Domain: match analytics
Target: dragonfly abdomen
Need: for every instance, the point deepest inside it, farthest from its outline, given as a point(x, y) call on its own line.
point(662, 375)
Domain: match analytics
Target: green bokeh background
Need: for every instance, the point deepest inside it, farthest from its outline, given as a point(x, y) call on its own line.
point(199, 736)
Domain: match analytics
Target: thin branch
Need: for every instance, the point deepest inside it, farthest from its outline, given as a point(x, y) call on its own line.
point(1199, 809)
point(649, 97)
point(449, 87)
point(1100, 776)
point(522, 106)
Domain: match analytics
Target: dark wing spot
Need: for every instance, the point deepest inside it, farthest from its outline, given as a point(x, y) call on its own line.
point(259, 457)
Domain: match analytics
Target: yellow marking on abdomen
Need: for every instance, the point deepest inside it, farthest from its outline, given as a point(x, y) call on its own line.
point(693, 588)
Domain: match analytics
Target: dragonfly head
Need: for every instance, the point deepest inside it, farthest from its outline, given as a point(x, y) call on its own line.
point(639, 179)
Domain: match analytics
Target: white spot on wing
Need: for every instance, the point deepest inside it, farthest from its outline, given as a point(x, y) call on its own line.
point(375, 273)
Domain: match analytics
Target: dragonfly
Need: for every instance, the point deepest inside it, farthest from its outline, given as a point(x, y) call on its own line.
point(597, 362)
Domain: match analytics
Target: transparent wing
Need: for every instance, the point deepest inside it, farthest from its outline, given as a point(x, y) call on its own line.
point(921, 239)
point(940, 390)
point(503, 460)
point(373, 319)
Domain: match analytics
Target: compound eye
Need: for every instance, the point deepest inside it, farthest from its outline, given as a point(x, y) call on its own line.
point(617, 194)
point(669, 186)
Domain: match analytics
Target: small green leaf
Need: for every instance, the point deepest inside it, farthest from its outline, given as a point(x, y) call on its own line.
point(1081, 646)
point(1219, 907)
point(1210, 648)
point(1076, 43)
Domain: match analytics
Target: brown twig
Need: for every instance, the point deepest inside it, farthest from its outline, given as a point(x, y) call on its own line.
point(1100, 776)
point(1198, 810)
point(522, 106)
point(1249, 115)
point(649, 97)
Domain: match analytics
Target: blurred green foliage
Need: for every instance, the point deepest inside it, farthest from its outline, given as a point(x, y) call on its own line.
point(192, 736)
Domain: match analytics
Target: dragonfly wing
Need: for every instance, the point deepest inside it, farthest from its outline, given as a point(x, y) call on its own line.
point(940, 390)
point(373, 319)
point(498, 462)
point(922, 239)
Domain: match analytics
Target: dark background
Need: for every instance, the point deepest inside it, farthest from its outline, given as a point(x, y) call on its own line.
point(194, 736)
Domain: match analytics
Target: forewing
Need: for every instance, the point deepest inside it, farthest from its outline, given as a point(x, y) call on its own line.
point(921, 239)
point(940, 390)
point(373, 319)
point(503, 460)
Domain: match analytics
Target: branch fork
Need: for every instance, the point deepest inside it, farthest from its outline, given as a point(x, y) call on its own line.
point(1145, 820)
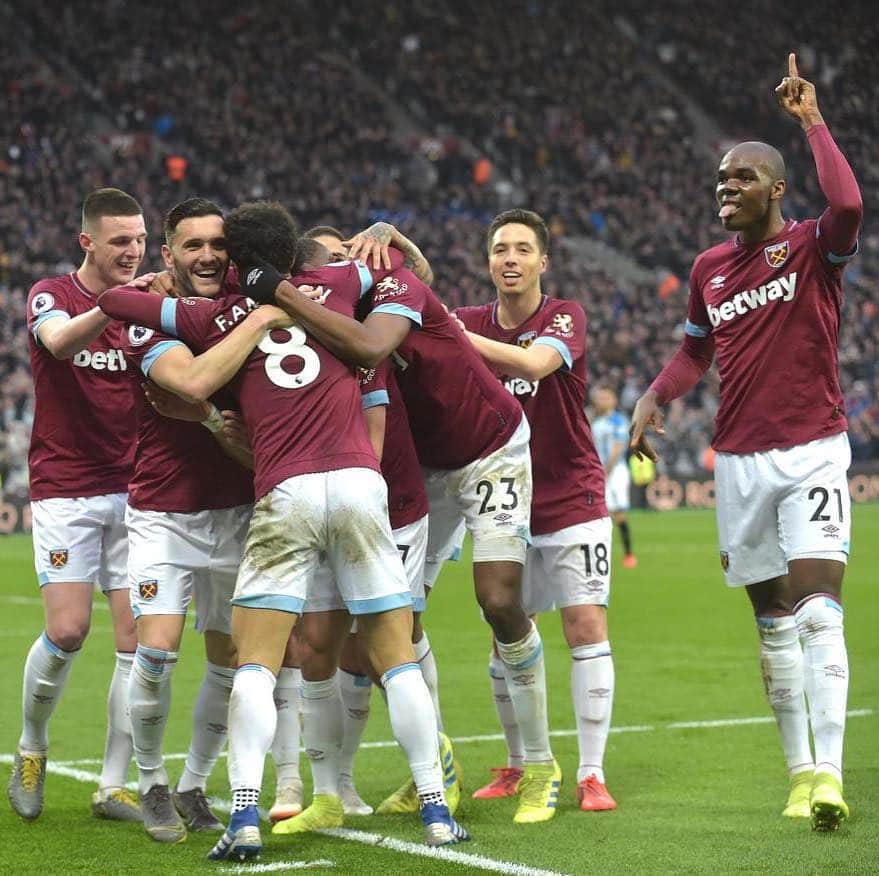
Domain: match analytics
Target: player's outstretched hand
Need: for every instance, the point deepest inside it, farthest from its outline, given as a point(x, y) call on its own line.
point(374, 242)
point(647, 414)
point(272, 316)
point(143, 281)
point(167, 404)
point(796, 96)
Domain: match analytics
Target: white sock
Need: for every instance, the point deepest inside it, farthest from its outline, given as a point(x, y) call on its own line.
point(592, 683)
point(781, 659)
point(45, 675)
point(322, 732)
point(505, 712)
point(285, 747)
point(149, 702)
point(427, 662)
point(120, 744)
point(355, 713)
point(413, 723)
point(210, 719)
point(825, 670)
point(526, 683)
point(252, 718)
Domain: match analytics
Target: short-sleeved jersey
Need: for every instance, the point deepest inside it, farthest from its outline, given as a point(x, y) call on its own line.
point(611, 429)
point(301, 404)
point(457, 411)
point(568, 476)
point(178, 466)
point(407, 501)
point(772, 309)
point(82, 441)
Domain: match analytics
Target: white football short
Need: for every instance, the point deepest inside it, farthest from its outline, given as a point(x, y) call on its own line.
point(81, 540)
point(411, 542)
point(617, 490)
point(451, 550)
point(335, 518)
point(493, 498)
point(173, 557)
point(568, 567)
point(782, 505)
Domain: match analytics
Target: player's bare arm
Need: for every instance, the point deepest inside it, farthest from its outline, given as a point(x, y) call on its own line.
point(531, 363)
point(64, 338)
point(197, 378)
point(796, 96)
point(647, 415)
point(375, 241)
point(364, 344)
point(376, 417)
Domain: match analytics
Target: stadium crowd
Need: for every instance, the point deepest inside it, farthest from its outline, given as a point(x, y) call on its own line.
point(434, 119)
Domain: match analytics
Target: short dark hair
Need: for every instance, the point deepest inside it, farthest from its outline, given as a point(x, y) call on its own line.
point(523, 217)
point(309, 254)
point(108, 202)
point(324, 230)
point(187, 210)
point(261, 232)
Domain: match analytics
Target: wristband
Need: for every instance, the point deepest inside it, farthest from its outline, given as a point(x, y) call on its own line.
point(259, 283)
point(214, 421)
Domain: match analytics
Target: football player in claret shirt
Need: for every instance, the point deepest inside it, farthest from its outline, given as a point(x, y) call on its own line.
point(766, 303)
point(472, 442)
point(189, 506)
point(81, 457)
point(320, 497)
point(537, 347)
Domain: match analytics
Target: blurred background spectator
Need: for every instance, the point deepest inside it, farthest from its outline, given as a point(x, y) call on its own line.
point(609, 118)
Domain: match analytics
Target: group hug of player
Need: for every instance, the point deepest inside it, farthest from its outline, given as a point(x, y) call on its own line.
point(315, 434)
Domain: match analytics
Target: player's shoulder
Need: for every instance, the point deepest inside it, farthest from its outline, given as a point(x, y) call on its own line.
point(51, 287)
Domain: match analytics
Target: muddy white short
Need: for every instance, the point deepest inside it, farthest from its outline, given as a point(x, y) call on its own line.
point(337, 518)
point(782, 505)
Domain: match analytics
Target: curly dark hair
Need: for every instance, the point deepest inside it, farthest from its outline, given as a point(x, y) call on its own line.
point(261, 232)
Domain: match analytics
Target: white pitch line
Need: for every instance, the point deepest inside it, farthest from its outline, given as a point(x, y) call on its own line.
point(373, 839)
point(498, 737)
point(276, 867)
point(441, 853)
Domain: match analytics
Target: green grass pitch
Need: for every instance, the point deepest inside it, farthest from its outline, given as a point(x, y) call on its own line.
point(691, 799)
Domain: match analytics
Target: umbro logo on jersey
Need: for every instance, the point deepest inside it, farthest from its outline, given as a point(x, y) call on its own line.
point(784, 289)
point(777, 254)
point(520, 386)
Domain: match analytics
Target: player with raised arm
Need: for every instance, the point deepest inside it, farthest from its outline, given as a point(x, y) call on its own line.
point(189, 506)
point(472, 442)
point(320, 498)
point(81, 457)
point(537, 346)
point(767, 304)
point(610, 432)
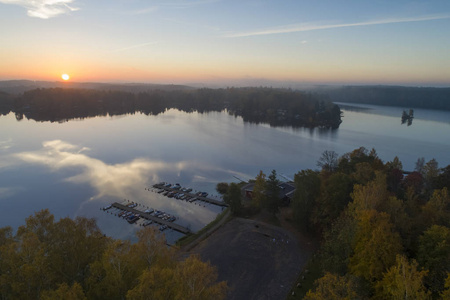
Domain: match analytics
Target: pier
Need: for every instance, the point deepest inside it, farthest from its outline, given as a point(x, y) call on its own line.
point(204, 199)
point(147, 216)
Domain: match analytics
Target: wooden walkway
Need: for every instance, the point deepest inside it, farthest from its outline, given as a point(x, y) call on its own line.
point(205, 199)
point(144, 215)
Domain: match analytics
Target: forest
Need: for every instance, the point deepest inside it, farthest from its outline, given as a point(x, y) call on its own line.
point(277, 107)
point(416, 97)
point(72, 259)
point(385, 233)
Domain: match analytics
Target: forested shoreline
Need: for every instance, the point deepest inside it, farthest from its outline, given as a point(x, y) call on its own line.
point(385, 234)
point(277, 107)
point(72, 259)
point(409, 97)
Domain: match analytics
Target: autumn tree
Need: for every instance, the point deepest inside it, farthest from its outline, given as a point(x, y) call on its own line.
point(189, 279)
point(222, 188)
point(375, 246)
point(333, 287)
point(434, 255)
point(66, 292)
point(115, 273)
point(333, 199)
point(259, 191)
point(272, 193)
point(233, 198)
point(337, 246)
point(445, 295)
point(328, 161)
point(373, 195)
point(437, 209)
point(402, 281)
point(420, 164)
point(307, 189)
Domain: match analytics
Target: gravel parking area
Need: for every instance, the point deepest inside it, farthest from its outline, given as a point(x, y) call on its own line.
point(258, 260)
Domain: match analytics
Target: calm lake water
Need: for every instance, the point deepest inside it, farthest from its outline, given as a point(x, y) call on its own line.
point(76, 167)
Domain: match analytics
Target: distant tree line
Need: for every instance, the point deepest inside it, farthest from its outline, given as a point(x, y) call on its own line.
point(277, 107)
point(385, 233)
point(417, 97)
point(71, 259)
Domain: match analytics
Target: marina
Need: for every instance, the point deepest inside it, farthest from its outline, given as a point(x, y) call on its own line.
point(177, 192)
point(131, 213)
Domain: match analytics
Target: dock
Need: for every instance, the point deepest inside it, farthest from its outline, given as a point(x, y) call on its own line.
point(205, 199)
point(147, 216)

#### [EXERCISE TASK]
Please render the records above as a JSON list of strings, one string per line with blank lines left out. Cover only the span from the first line of the records through the line containing "point(375, 273)", including both of those lines.

#### [SOLUTION FOR THIS PROBLEM]
[
  "Domain: match analytics",
  "Target: dragonfly abdomen",
  "Need: for every instance, the point deepest inside it, farthest from its outline, given as a point(x, y) call on its own line.",
  "point(662, 375)",
  "Domain: match analytics",
  "Target: green bokeh background",
  "Need: for every instance, the point deepest inside it, farthest from its outline, given as a point(x, y) call on its own line.",
  "point(199, 736)",
  "Domain: match analytics",
  "Target: thin branch",
  "Need: for every instance, the point deepest inside it, farthest from its outline, given as a point(x, y) call on its own line.",
  "point(1199, 809)",
  "point(649, 97)",
  "point(449, 87)",
  "point(1100, 776)",
  "point(522, 106)",
  "Domain: match analytics",
  "Target: dark wing spot",
  "Need: for every instance, the point deepest inside it, farthest from its outline, given as a point(x, y) call on its own line.",
  "point(259, 457)",
  "Domain: match analytics",
  "Target: yellow marking on abdomen",
  "Need: for every instance, the point deepest inside it, farthest from its outline, given as a point(x, y) call on its own line.",
  "point(693, 588)",
  "Domain: match analytics",
  "Target: dragonfly head",
  "Need: for every instance, the point deepest inside it, farthest from its outline, given as a point(x, y) call on its own line.",
  "point(639, 179)",
  "Domain: match analytics",
  "Target: white spot on wing",
  "Need: for every instance, the point deepest inside it, farthest from its outline, given as a point(x, y) call on its own line.",
  "point(375, 273)"
]